[Excerpts from a point labeling dataset]
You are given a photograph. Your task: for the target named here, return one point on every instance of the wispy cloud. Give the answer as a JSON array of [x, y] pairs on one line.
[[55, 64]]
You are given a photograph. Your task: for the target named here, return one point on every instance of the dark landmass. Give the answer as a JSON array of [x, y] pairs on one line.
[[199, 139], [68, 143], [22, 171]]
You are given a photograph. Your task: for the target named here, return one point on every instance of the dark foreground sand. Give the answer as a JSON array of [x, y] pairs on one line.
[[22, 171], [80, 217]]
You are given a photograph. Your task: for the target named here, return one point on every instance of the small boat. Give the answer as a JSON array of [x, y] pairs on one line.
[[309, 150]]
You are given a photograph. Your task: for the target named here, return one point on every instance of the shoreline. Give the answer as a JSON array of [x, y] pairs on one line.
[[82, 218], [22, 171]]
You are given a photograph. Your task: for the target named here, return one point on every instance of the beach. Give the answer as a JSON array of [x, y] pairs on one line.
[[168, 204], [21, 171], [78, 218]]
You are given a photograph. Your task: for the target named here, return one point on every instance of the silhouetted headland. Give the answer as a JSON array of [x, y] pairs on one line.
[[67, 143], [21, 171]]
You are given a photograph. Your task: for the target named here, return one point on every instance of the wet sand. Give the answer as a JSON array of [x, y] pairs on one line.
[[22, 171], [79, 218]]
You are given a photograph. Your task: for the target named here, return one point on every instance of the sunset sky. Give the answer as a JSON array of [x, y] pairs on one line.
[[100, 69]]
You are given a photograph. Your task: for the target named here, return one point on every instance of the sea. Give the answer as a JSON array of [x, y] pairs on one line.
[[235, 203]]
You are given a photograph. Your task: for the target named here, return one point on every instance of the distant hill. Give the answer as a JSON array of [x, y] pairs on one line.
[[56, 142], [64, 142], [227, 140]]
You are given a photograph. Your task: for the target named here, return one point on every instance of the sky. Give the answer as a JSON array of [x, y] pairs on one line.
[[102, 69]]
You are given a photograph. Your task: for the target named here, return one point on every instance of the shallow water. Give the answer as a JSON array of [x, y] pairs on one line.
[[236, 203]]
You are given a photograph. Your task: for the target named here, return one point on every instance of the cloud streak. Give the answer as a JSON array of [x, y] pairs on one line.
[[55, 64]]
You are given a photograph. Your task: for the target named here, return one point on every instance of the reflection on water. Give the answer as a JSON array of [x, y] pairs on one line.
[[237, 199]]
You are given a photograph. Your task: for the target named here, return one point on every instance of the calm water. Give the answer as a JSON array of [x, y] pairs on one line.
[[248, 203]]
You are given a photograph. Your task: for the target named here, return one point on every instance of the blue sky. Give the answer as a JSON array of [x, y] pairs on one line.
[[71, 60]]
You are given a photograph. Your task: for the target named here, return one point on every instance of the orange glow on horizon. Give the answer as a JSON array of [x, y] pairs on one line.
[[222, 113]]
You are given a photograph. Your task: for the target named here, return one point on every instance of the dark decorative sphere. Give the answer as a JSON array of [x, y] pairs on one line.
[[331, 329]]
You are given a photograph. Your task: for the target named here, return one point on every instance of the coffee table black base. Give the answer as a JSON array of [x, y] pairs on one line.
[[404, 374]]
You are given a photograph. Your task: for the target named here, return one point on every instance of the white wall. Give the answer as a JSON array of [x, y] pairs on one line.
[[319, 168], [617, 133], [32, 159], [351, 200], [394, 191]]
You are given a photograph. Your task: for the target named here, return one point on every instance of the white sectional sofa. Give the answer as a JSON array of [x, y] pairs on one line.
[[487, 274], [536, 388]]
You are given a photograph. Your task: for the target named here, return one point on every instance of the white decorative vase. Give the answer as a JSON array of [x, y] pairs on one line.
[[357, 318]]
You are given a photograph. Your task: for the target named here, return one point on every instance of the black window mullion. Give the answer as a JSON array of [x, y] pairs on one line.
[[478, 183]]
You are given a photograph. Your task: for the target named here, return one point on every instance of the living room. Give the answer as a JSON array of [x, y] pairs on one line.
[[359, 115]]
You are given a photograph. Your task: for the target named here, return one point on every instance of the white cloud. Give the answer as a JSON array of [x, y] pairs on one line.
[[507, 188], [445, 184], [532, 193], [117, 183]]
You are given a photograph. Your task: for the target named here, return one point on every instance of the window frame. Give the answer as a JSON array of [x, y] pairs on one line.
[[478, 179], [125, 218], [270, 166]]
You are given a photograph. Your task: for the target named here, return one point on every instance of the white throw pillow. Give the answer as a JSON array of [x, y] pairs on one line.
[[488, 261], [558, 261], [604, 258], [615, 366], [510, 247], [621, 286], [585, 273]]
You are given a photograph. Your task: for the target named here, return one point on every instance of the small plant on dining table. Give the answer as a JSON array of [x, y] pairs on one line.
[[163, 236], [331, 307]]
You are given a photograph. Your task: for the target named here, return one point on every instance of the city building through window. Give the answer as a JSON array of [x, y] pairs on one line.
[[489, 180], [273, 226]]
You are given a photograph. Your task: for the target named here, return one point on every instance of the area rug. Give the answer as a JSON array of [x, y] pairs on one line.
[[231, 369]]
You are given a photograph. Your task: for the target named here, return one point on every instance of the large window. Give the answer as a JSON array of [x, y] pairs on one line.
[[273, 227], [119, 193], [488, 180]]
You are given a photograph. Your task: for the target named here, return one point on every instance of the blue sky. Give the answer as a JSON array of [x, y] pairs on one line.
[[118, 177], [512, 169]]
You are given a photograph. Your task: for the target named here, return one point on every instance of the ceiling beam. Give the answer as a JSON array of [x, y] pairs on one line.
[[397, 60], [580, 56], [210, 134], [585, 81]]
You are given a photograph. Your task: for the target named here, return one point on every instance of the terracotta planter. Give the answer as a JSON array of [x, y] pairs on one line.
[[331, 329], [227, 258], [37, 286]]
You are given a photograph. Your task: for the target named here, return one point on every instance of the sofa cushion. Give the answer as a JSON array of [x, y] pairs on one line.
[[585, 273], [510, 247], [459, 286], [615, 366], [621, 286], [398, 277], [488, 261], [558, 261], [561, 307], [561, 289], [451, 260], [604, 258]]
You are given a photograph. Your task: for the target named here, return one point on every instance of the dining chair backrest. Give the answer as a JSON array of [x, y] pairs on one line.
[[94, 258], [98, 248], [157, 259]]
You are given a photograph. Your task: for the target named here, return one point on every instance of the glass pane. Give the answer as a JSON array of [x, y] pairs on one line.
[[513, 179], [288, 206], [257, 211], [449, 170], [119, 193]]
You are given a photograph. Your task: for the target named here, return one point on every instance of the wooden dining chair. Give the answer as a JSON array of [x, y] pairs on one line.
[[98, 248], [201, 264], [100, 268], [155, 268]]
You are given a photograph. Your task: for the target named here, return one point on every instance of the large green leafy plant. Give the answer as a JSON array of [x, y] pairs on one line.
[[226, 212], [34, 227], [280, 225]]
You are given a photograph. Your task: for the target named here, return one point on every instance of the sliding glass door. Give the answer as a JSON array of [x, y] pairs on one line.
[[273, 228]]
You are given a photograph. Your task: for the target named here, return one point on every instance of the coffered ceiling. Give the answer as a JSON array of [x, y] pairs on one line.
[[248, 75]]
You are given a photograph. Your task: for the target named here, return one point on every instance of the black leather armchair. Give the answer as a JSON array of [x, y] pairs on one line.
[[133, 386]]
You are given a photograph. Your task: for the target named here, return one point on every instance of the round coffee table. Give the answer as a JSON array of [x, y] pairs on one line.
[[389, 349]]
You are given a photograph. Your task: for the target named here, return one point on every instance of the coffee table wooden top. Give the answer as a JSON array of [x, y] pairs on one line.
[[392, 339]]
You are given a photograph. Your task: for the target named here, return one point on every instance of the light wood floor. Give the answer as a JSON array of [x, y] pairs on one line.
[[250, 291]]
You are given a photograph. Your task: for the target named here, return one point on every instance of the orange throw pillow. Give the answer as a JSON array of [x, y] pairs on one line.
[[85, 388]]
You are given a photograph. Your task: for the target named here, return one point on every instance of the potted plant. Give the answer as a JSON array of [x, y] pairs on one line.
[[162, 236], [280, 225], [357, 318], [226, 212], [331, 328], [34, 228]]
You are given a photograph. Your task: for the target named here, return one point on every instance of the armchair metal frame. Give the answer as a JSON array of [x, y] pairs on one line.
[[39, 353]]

* To be done
Rewrite the records from the line containing "of the coffered" through the line containing "[[392, 339]]", changing "coffee table" to "side table" and keeping all other text unchanged.

* Response to this task
You are given a photograph. Your task: for the target named here, return one point on every instance of the coffered ceiling. Give the answer as a JSON array of [x, y] pairs on one line.
[[248, 75]]
You are given a photograph. Your task: for the target named here, return one point on every instance of the black leather armchair. Give the answer as a JSON array of [x, y] pairs on one line.
[[133, 386]]
You are given a photograph. Your task: for the target named here, return one point on every instance of the round side table. Give the answer as a JSON array of [x, y] pairs on one line.
[[389, 349]]
You are given a photograph. Your task: for the target named here, return one point on every instance of the side table wooden top. Give the answer as a JSON array of [x, y] pairs on one line.
[[392, 339]]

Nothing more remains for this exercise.